● **Goal of the exercise**
Which lines of the material below contain the word "podium"? Pull out each one in full.

● **Data**

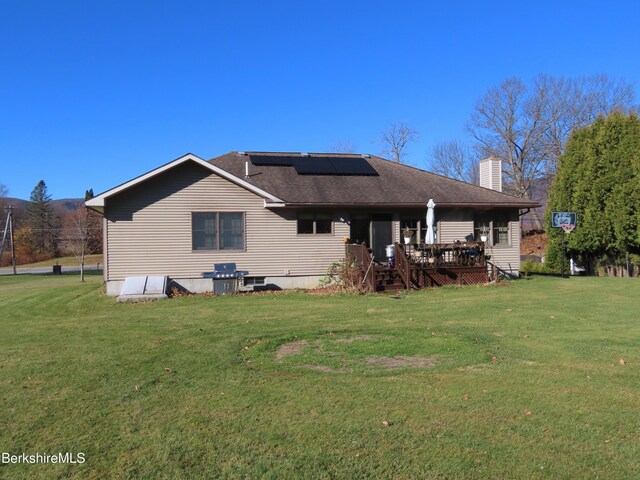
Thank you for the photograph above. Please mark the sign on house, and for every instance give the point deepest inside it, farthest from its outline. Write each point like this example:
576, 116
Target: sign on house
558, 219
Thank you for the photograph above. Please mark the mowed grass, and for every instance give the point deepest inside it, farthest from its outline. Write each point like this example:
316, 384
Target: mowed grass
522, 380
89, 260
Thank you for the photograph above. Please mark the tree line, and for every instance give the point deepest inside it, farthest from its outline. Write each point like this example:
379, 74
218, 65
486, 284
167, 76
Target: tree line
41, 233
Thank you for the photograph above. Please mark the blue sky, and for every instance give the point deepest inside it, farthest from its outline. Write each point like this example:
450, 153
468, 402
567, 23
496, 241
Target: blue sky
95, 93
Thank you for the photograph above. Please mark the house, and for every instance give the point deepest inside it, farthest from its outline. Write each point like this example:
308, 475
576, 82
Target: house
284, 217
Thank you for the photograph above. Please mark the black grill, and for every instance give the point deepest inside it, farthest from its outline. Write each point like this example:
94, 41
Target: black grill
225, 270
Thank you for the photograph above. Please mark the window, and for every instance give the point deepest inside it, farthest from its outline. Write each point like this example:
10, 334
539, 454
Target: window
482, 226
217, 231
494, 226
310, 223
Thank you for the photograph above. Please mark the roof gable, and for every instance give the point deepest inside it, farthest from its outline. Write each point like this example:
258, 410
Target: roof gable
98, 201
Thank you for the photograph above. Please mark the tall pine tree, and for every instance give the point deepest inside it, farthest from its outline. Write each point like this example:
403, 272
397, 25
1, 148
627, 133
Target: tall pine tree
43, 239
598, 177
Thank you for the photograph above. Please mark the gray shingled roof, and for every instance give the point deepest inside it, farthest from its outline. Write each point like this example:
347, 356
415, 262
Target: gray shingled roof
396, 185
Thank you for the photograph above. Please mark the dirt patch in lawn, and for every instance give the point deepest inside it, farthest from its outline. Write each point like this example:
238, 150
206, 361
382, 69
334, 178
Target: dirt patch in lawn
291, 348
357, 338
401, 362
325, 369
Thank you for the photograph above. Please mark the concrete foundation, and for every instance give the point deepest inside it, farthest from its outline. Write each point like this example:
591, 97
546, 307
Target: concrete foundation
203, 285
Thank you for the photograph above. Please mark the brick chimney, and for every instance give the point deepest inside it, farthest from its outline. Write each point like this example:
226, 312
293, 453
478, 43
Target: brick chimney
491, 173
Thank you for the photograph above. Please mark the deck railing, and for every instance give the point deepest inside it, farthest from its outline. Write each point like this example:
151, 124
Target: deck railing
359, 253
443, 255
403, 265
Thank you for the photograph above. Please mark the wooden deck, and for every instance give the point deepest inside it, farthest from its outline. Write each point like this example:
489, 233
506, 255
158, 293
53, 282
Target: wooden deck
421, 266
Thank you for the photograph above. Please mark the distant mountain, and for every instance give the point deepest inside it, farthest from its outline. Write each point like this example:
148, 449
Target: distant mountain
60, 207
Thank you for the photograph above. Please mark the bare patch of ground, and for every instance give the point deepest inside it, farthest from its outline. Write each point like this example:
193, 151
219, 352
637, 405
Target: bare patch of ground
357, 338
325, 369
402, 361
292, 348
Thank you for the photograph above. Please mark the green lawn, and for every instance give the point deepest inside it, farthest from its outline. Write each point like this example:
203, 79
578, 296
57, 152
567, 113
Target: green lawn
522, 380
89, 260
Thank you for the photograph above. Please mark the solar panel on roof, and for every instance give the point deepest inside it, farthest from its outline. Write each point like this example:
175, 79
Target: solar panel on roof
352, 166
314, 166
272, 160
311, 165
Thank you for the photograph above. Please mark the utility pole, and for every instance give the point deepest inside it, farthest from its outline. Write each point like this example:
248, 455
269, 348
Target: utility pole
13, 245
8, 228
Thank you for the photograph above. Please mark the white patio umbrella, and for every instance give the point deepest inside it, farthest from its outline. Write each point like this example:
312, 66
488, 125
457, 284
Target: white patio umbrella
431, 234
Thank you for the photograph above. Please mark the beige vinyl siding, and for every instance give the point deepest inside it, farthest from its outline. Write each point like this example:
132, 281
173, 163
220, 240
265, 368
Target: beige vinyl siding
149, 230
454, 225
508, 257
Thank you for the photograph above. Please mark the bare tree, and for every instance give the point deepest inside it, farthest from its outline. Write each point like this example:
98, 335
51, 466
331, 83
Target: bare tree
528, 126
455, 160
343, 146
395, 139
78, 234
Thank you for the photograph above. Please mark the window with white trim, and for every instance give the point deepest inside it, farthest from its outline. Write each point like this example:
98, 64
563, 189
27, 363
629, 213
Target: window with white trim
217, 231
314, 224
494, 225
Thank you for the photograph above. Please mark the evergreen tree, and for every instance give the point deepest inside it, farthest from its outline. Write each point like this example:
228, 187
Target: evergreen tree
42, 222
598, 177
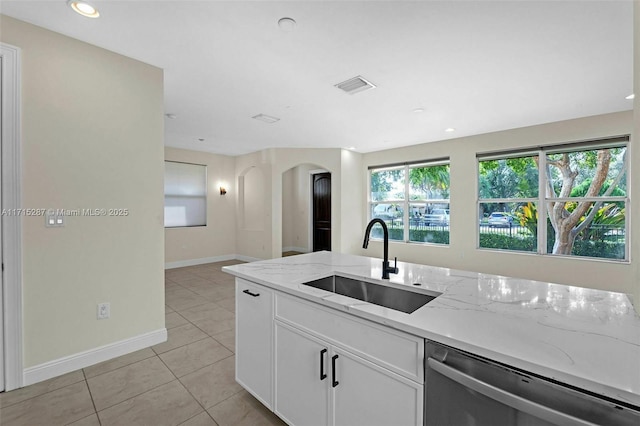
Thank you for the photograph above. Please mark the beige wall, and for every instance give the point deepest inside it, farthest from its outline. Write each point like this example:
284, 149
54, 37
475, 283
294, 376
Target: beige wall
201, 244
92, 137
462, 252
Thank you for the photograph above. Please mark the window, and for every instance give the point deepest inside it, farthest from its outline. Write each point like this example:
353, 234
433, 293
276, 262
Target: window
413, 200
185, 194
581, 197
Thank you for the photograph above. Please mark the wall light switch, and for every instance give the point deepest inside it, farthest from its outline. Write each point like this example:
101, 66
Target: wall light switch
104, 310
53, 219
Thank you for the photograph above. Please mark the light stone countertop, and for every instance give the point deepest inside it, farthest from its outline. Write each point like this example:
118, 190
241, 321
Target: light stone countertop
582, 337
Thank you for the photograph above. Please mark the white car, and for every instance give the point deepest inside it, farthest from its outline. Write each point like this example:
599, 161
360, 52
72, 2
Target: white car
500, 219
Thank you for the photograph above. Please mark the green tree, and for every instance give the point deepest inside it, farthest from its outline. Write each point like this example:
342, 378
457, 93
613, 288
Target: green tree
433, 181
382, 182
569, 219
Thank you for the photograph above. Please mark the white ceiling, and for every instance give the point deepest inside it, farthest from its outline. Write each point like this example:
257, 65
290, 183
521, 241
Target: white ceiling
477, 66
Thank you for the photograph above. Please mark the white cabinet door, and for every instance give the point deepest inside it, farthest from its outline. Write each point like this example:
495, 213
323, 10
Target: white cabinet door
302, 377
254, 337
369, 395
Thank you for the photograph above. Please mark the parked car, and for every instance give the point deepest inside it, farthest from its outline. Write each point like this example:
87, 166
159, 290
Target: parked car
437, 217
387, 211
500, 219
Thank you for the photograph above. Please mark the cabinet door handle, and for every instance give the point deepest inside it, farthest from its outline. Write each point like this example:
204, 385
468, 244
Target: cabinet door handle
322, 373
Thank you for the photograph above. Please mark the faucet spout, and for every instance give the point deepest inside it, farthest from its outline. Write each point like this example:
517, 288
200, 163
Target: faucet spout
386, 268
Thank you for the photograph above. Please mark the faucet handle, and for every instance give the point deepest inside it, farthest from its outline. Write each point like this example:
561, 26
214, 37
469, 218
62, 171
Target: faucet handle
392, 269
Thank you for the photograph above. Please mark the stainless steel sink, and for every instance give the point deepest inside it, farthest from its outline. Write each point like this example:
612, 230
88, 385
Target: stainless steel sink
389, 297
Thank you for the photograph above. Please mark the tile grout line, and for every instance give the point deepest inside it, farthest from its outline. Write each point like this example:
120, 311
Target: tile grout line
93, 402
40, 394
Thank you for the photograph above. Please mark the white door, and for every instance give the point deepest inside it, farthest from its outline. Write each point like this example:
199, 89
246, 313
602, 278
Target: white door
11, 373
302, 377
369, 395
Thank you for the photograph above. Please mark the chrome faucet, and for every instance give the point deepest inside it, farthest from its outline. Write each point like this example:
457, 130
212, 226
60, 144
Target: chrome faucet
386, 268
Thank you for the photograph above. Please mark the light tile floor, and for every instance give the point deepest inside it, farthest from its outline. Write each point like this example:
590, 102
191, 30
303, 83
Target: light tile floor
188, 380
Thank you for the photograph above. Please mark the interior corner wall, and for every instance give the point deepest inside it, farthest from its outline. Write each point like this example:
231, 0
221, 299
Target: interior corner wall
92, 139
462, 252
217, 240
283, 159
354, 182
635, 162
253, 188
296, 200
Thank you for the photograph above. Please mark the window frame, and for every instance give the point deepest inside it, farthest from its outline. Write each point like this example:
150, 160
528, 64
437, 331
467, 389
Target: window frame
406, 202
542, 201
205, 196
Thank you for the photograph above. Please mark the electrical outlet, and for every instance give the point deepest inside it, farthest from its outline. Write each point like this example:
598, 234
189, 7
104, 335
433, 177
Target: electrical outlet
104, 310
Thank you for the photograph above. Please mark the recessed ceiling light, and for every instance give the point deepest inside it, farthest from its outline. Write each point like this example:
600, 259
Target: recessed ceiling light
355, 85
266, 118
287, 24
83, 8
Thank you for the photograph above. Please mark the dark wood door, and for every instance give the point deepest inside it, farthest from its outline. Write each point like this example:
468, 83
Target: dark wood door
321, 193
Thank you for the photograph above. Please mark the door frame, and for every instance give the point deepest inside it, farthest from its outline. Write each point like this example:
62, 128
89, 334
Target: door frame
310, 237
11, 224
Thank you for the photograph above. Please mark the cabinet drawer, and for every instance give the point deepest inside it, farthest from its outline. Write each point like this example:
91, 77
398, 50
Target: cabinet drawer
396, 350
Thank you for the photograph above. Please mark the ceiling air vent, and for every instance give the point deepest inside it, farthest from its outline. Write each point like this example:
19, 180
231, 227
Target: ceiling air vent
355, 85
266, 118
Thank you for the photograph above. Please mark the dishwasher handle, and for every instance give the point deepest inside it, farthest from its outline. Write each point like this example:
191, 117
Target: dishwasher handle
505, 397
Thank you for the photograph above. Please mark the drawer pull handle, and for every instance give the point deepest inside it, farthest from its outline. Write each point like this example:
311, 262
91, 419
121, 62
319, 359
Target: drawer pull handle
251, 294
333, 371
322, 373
* * *
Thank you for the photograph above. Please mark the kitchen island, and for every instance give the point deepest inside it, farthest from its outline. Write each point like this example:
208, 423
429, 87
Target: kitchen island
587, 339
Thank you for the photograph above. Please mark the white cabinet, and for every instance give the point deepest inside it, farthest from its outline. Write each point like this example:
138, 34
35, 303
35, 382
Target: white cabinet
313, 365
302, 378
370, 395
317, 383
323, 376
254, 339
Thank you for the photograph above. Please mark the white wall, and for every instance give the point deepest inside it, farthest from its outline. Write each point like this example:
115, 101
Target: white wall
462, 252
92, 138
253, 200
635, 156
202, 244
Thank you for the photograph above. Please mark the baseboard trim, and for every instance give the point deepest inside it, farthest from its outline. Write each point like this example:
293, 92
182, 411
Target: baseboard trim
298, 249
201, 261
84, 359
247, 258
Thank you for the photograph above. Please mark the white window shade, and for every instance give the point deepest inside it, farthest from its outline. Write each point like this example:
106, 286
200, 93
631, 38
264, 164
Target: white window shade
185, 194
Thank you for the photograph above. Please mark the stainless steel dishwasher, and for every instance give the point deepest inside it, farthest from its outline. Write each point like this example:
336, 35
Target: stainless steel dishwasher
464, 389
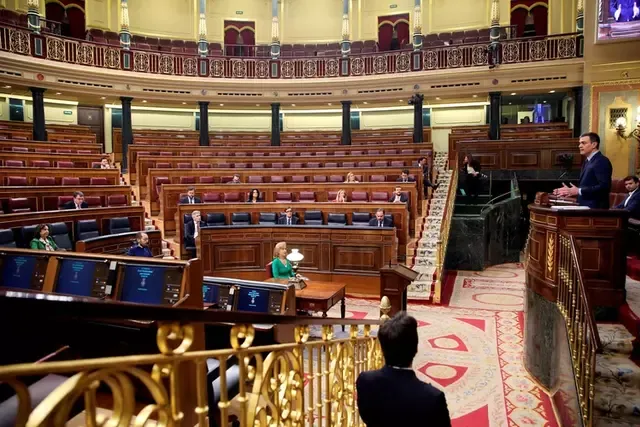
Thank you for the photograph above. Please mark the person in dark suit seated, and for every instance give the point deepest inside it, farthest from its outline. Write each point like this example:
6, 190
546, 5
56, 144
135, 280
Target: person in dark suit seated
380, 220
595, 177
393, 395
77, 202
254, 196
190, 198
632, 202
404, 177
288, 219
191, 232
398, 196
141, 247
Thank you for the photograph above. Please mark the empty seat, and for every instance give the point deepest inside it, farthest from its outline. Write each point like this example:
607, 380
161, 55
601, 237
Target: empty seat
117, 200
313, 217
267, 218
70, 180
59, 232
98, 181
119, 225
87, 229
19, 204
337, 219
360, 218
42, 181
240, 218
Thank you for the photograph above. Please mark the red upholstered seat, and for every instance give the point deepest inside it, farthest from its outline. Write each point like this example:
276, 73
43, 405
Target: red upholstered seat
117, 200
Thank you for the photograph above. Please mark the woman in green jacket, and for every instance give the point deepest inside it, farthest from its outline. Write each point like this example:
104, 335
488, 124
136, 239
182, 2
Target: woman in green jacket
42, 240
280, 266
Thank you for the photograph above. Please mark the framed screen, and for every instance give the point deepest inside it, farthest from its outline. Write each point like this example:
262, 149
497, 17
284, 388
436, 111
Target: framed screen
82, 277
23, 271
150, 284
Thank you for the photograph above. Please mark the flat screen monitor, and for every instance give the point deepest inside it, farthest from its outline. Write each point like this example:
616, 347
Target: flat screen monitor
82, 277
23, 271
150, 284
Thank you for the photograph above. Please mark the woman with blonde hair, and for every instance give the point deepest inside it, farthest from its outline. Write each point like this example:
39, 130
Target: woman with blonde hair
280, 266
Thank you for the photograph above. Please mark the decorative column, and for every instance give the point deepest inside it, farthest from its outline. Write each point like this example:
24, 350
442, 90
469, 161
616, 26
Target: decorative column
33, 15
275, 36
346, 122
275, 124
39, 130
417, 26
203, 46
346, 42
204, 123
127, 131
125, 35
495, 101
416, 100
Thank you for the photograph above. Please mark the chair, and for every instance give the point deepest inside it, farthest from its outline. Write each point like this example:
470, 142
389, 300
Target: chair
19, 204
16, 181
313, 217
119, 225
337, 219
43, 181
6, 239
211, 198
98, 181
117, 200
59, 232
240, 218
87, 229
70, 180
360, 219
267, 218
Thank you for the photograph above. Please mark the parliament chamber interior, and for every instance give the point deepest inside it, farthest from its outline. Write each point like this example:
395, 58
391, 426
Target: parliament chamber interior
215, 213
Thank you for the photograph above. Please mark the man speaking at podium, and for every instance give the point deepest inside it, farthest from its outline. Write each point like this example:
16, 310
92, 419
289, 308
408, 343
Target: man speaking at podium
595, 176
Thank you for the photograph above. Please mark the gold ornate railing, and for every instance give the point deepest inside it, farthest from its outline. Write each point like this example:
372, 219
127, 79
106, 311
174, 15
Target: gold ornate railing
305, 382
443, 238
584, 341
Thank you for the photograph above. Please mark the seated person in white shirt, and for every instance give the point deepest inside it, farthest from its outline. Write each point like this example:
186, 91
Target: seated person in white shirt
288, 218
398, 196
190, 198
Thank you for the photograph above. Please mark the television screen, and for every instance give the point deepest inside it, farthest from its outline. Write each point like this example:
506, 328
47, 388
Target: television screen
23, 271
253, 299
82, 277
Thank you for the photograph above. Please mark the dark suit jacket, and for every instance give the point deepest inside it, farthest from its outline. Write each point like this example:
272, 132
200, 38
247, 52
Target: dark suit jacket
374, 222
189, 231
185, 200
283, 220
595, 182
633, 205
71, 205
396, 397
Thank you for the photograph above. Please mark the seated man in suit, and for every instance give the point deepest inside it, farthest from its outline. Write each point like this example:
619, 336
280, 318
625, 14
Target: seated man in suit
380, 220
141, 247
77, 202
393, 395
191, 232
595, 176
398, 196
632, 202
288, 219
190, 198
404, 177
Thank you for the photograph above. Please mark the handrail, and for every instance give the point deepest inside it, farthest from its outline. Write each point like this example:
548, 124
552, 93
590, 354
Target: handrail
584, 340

● **Final answer**
Thank you for the photograph above. Please mark the man speaking at podium, and for every instance give the point deepest inside it, farthest from its outline. Write each point like this example:
Target: man speaking at podium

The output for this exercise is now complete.